**GIVEN PROBLEM:** Rewrite the part of the favorite CDs thread between "I love Gil Shaham's" and "must have also.", inclusive, putting "sound" in place of "tone".

**PAGE EXCERPT:**
# Favourite CDs



## Quaverion

I love Gil Shaham's Devil's Dance, and Heifetz' Showpieces and a lot of Perlman CDs. Are there any others as good as these?


----------



## 009

> * Perlman CDs*


I'm one huge Perlman fan. His refined and silvery tone is really relaxing to hear, and therefore enjoy.
I think Fabio Biondi with his Ensemble Europa Galante as mentioned by Daniel is a must have also.


----------



## Nox

Heh...I have listened to Lara St. John's Re:Bach over and over and over again...and never tire of it...

...she sounds a little different...and I don't nec. like everything they put into the arrangements...but it's so upbeat!...


----------



## becky

There are just too many for me to decide. Also I would change my mind weekly. I listen to Mozart and Baroque music most... the performers don't matter much to me.


----------



## Daniel

Yes too many to decide...My present favs: David and Igor Oistrach playing Bach. Gould Brahms 1 st piano conc. and Beethoven 4 th piano concert with Aarrau


----------



## baroque flute

> _Originally posted by becky_@Jul 23 2004, 06:07 PM
> *There are just too many for me to decide. Also I would change my mind weekly. I listen to Mozart and Baroque music most... the performers don't matter much to me.
> [snapback]301[/snapback]​*


Me too! I have different favorites at different times--really though, I suppose they're all favorites, but I like to go back and forth. I like Mozart and baroque best, too. Also Holberg Suite (but not most of Grieg's other works), and Haydn. I think Handel and Mozart are my favorite composers.


----------



## Daniel

> *Also Holberg Suite (but not most of Grieg's other works)*


This is a wonderful suite! And is rebuilding baroque manner () The Air is my fav!


----------



## 009

Yes, Grieg's Holberg Suite is fantastic!
so is Ravel's Le Tombeau de Couperin...
Nothing beats modern creations like Baroque in Modern Dress! B) 
Talking about suites...Nvm, I'll post this as a new thread.


----------



## baroque flute

I should listen to Ravel's "Le Tambeau de Couperin" sometime. I didn't know it was written in a baroque style.


----------



## Nox

Today I purchased:

Wieniawski and Sarasate - James Ehnes (and Eduard Laurel - piano, CBC)
Rolla and Vivaldi - Viola concertos - (Phillips Classics)
Shostakovich - Viola Sonata (cello sonata arr. for viola) with Annette Bartholdy (and Julius Drake - piano, Naxos)

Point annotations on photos

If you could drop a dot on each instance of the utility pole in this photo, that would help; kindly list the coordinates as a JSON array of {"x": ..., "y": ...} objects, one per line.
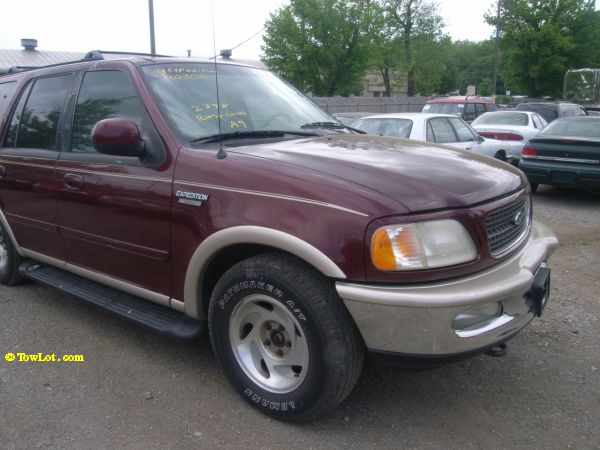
[
  {"x": 151, "y": 14},
  {"x": 497, "y": 49}
]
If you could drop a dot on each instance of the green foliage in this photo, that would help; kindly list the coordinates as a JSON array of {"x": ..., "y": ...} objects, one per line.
[
  {"x": 319, "y": 45},
  {"x": 541, "y": 39}
]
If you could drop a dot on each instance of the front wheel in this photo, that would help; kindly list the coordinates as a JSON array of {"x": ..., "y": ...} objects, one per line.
[{"x": 284, "y": 338}]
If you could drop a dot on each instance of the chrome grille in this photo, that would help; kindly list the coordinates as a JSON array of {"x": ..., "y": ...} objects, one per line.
[{"x": 504, "y": 227}]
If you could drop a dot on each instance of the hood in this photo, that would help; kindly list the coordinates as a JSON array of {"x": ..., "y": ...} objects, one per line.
[{"x": 419, "y": 175}]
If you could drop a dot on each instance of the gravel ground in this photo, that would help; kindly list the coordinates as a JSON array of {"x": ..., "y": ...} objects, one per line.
[{"x": 137, "y": 389}]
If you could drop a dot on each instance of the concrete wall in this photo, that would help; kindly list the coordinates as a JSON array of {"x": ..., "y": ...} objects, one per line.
[{"x": 371, "y": 104}]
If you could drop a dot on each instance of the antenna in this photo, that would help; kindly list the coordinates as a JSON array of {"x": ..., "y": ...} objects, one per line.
[{"x": 221, "y": 154}]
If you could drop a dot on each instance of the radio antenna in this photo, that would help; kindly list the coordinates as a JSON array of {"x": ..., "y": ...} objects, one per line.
[{"x": 221, "y": 154}]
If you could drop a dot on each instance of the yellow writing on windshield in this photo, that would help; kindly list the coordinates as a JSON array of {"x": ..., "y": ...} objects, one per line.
[{"x": 203, "y": 117}]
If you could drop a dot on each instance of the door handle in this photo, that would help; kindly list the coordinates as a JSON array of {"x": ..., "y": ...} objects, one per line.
[{"x": 73, "y": 181}]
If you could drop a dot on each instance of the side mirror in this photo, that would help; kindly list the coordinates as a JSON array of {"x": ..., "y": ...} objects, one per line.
[{"x": 118, "y": 137}]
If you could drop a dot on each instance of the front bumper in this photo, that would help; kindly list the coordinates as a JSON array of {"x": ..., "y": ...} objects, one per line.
[{"x": 418, "y": 319}]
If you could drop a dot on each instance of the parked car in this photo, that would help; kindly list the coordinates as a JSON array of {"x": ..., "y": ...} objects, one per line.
[
  {"x": 466, "y": 107},
  {"x": 136, "y": 185},
  {"x": 565, "y": 153},
  {"x": 513, "y": 127},
  {"x": 439, "y": 128},
  {"x": 553, "y": 110},
  {"x": 349, "y": 117}
]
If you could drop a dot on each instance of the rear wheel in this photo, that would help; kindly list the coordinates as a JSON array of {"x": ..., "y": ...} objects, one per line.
[
  {"x": 9, "y": 260},
  {"x": 284, "y": 338}
]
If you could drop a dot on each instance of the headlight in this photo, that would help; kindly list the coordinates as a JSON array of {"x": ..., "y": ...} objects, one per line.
[{"x": 422, "y": 245}]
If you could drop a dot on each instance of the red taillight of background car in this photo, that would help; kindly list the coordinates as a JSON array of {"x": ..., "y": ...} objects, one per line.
[
  {"x": 502, "y": 136},
  {"x": 529, "y": 151}
]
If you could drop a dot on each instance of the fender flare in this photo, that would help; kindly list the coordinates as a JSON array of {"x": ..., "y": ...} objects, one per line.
[{"x": 205, "y": 252}]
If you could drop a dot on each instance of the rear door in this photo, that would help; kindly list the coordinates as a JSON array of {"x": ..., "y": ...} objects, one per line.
[
  {"x": 28, "y": 186},
  {"x": 114, "y": 212}
]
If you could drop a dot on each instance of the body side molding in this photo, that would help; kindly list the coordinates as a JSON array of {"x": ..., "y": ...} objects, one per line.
[{"x": 247, "y": 235}]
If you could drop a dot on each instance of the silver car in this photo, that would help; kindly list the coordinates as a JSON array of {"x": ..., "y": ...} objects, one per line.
[{"x": 439, "y": 128}]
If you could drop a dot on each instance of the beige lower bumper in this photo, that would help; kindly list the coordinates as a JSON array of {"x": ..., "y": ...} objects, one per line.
[{"x": 418, "y": 319}]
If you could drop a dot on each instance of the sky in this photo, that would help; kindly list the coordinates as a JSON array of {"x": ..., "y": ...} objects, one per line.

**OUTPUT FOR THIS TASK:**
I love Gil Shaham's Devil's Dance, and Heifetz' Showpieces and a lot of Perlman CDs. Are there any others as good as these?


----------



## 009

> * Perlman CDs*


I'm one huge Perlman fan. His refined and silvery sound is really relaxing to hear, and therefore enjoy.
I think Fabio Biondi with his Ensemble Europa Galante as mentioned by Daniel is a must have also.